**TO DO:**
Write out the listing below word for word, from its beginning through the line that contains "positive clicks: (162, 109) (157, 86)", with both ends included. Leave the pictures out.
START DATASET EXTRACT
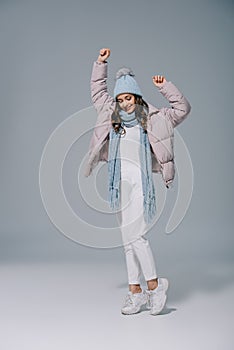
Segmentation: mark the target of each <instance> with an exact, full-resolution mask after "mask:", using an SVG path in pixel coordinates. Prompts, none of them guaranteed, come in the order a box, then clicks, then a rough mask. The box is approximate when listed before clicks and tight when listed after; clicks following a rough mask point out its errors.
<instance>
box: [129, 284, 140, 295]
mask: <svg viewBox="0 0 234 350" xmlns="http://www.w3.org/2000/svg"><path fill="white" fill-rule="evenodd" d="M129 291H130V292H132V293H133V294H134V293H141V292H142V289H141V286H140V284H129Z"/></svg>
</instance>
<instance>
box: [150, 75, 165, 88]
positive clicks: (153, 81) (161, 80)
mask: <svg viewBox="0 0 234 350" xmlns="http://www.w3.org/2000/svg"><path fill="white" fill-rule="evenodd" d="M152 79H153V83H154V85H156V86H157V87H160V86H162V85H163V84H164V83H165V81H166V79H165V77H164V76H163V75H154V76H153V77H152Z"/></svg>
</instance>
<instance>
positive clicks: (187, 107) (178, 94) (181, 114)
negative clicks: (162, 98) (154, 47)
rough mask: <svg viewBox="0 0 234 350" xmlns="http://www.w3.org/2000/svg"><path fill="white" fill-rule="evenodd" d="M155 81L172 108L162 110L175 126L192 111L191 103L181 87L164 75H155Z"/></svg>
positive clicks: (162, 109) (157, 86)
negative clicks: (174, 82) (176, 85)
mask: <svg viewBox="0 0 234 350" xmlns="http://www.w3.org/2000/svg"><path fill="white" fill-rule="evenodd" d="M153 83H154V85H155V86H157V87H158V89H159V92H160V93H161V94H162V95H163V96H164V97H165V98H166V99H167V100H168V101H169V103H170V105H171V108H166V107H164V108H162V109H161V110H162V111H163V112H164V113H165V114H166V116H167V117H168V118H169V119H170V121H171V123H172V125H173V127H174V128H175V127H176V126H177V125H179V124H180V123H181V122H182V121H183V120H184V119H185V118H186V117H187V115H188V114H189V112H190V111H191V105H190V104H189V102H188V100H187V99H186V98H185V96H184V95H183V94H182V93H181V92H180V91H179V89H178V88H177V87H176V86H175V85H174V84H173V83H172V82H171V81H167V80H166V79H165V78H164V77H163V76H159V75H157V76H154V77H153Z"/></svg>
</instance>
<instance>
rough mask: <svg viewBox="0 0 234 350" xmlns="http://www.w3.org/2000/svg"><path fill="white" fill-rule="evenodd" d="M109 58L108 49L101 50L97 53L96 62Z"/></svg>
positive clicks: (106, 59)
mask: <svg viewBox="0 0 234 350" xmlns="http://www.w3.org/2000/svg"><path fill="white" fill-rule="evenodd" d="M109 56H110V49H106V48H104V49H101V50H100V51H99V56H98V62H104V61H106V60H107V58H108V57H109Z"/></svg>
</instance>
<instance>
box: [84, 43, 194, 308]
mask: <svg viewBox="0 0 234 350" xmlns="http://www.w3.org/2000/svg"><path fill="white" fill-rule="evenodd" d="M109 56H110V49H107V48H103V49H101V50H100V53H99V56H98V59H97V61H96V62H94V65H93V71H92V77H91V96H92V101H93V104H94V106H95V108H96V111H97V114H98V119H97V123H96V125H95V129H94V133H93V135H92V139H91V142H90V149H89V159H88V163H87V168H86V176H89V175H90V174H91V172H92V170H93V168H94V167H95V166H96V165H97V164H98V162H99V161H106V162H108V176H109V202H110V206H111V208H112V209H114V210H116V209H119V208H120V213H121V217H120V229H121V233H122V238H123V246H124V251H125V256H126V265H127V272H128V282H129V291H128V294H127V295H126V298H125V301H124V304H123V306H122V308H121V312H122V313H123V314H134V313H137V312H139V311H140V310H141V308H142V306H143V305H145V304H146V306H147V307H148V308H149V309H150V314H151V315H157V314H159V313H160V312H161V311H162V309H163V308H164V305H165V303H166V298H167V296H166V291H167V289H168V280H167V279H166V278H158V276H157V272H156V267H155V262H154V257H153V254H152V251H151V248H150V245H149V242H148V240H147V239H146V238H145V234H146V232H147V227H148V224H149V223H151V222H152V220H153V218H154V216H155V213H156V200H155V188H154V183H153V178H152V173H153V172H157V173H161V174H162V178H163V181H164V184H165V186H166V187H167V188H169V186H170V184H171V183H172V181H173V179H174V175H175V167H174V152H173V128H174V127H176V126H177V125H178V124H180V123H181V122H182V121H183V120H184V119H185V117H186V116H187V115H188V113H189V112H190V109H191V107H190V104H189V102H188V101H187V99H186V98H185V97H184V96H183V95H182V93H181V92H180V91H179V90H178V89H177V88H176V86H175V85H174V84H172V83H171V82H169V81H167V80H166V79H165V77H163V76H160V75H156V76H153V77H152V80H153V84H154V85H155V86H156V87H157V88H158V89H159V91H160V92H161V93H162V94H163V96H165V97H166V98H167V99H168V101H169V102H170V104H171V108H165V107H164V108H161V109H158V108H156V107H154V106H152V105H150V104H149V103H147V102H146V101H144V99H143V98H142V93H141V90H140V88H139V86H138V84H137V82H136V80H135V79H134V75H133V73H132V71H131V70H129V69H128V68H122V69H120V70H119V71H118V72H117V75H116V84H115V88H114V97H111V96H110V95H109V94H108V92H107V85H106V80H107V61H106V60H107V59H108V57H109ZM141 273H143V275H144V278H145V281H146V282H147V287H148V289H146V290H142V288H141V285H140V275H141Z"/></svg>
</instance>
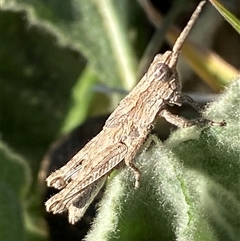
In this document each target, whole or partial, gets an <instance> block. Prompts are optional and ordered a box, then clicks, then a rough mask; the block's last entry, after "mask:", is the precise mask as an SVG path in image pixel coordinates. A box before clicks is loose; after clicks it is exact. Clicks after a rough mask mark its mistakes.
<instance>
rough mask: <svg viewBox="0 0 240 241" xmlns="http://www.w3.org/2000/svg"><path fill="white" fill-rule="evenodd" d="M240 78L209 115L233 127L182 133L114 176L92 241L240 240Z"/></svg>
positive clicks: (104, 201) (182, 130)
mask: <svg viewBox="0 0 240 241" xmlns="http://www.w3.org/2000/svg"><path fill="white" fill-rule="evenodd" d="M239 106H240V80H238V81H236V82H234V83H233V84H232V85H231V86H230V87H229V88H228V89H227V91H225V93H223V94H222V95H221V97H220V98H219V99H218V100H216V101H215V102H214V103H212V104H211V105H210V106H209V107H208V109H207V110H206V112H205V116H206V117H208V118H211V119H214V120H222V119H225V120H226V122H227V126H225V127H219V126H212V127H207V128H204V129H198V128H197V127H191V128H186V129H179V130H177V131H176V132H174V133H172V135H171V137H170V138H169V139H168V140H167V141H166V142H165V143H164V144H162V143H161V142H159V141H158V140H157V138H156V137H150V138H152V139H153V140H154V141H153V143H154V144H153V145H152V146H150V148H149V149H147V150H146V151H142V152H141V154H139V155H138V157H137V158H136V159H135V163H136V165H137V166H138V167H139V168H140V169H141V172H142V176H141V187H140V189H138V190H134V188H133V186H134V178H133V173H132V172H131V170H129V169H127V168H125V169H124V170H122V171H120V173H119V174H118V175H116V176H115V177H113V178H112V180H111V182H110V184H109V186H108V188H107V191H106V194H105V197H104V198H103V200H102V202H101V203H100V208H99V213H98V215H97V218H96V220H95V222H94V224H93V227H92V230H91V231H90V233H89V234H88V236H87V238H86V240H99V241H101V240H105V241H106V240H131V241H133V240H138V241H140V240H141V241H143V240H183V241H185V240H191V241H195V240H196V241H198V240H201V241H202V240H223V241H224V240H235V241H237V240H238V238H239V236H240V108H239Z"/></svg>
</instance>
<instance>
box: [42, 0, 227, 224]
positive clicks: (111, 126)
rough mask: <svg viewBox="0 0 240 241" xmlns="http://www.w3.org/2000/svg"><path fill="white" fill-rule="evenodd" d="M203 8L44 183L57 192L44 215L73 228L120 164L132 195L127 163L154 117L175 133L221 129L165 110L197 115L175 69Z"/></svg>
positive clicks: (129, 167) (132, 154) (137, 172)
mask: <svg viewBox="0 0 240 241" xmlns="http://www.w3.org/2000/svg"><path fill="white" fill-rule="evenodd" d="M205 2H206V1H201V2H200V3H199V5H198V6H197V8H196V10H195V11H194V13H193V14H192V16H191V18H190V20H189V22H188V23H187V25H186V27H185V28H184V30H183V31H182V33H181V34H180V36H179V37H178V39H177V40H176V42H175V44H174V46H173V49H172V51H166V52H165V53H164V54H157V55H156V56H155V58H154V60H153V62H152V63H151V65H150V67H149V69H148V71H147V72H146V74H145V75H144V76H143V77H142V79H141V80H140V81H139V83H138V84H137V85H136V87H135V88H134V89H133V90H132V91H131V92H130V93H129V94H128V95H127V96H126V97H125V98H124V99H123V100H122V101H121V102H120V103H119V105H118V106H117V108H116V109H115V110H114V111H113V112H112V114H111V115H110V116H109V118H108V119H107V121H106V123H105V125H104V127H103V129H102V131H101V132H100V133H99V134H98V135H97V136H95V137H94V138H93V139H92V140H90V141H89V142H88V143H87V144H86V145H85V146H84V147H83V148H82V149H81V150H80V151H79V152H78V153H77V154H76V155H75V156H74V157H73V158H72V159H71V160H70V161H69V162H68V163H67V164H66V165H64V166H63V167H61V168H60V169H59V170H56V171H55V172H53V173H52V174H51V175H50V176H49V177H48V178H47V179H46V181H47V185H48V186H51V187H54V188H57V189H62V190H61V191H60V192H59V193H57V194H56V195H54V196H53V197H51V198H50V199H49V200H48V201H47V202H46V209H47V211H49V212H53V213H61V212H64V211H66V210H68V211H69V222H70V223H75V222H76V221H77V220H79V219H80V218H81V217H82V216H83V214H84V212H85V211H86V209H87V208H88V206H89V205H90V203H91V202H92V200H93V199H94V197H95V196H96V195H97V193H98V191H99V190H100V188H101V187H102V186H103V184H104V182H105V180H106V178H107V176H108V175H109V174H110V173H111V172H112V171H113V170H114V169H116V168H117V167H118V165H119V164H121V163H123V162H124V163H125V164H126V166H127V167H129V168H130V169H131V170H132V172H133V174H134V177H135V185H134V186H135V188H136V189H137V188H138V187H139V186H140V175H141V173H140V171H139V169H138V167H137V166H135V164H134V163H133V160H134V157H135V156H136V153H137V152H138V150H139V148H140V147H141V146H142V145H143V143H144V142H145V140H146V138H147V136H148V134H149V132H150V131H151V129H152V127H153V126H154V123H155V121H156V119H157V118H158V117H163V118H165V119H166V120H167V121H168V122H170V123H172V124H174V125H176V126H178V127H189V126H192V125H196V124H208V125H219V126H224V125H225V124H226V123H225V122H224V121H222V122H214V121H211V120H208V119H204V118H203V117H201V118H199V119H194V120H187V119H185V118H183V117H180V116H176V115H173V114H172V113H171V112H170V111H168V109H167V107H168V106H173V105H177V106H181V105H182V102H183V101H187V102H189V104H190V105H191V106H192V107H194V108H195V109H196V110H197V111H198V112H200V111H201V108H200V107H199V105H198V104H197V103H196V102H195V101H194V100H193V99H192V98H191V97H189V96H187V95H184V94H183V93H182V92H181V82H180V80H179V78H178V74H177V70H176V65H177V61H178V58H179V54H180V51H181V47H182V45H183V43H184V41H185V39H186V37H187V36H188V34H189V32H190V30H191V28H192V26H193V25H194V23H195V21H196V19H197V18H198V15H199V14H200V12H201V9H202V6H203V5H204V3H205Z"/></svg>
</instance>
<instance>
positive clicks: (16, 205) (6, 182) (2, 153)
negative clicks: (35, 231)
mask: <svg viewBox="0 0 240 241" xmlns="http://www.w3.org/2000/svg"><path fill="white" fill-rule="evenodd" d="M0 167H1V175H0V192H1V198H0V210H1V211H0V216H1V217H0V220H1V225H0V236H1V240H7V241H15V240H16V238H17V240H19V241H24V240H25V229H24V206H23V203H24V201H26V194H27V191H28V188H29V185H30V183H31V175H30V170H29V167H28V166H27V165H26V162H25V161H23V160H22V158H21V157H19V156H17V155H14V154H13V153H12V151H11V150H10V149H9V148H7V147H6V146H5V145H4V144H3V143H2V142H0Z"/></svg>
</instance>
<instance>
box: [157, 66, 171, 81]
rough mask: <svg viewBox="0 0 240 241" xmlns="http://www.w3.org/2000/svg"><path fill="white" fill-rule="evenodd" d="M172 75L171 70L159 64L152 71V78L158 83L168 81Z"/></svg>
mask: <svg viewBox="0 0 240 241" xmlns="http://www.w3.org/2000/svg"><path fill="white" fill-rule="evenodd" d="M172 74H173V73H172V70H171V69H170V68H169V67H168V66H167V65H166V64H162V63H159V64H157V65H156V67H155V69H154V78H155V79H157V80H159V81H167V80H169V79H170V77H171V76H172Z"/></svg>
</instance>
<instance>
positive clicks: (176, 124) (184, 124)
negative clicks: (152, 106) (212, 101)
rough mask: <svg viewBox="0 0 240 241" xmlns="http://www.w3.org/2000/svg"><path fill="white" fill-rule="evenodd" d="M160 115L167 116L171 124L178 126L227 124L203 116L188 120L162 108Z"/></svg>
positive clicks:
END DATASET EXTRACT
**SOLUTION FOR THIS EXERCISE:**
Segmentation: mark the target of each <instance> with an exact, full-resolution mask after "mask:", using an SVG path in pixel coordinates. Prompts, none of them guaranteed, come in the order a box, then clicks, then a rough mask. The box is approximate when listed before clicks and tight when listed after; clicks following a rough mask point out its errors.
<instance>
box: [129, 284, 140, 295]
mask: <svg viewBox="0 0 234 350" xmlns="http://www.w3.org/2000/svg"><path fill="white" fill-rule="evenodd" d="M129 291H130V292H132V293H133V294H134V293H141V292H142V289H141V286H140V284H129Z"/></svg>
</instance>
<instance>
box: [150, 75, 165, 88]
positive clicks: (153, 81) (161, 80)
mask: <svg viewBox="0 0 234 350" xmlns="http://www.w3.org/2000/svg"><path fill="white" fill-rule="evenodd" d="M152 79H153V83H154V85H156V86H157V87H160V86H162V85H163V84H164V83H165V81H166V79H165V77H164V76H163V75H154V76H153V77H152Z"/></svg>
</instance>
<instance>
positive clicks: (187, 107) (178, 94) (181, 114)
negative clicks: (162, 98) (154, 47)
rough mask: <svg viewBox="0 0 234 350" xmlns="http://www.w3.org/2000/svg"><path fill="white" fill-rule="evenodd" d="M155 81L172 108L162 110L175 126L192 111L191 103L181 87L164 75H155Z"/></svg>
positive clicks: (162, 109) (157, 86)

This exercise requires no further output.